Deep within the soul of a little girl beats the heart of a dancer. When she was very small she would twirl around the room making her skirt billow out wide, curls bouncing as her feet leapt with the joy in her heart. But sometimes life can just knock the breath—and the joy—right out of us. We start out well, full of dreams and enthusiasm, but real-life struggles and heartaches come along and we find those dreams fading and our excitement waning.

Perhaps you are not a dancer at heart, but you have a God-given desire to step into something that would bring Him great glory, yet you also have a past that has weighed you down with shame and regret. You think, “I can’t dance (or sing or write, or whatever that desire is), people know my past and they will not approve.” My friend that is the very reason you need to tie on your ballet slippers.

King David tried to return the Ark of God to Jerusalem after it had been captured in battle. But his first attempt was a humiliating failure. At his second attempt David celebrated, “dancing and leaping before the Lord,” and his wife chastised him saying, “How the king of Israel has distinguished himself today, disrobing in the sight of the slave girls of his servants as any vulgar fellow would” (v. 20). Sound like some voices you’ve heard lately? David replied: “It was before the Lord [that I danced]” (v. 21). He didn’t care what she thought because God was glorified in David’s dance.
************
● **TASK LIST**:
A. Repeat the devotional text beginning at the words "King David tried" and stopping after "in David’s dance.", changing "Ark of God" to "Ark of the Covenant".
B. Answer these from the devotional text:
(i) What did the little girl make billow out wide as she twirled?
(ii) How did David's first attempt to return the Ark turn out?
(iii) In David's reply, before whom did he dance?

● **PROVIDED INFORMATION**:
************
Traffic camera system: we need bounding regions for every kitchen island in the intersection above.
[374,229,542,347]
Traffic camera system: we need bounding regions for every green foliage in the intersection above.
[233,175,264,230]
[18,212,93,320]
************
● **WRITTEN RESPONSES**:
A.
King David tried to return the Ark of the Covenant to Jerusalem after it had been captured in battle. But his first attempt was a humiliating failure. At his second attempt David celebrated, “dancing and leaping before the Lord,” and his wife chastised him saying, “How the king of Israel has distinguished himself today, disrobing in the sight of the slave girls of his servants as any vulgar fellow would” (v. 20). Sound like some voices you’ve heard lately? David replied: “It was before the Lord [that I danced]” (v. 21). He didn’t care what she thought because God was glorified in David’s dance.

B.
(i) Her skirt.
(ii) It was a humiliating failure.
(iii) Before the Lord.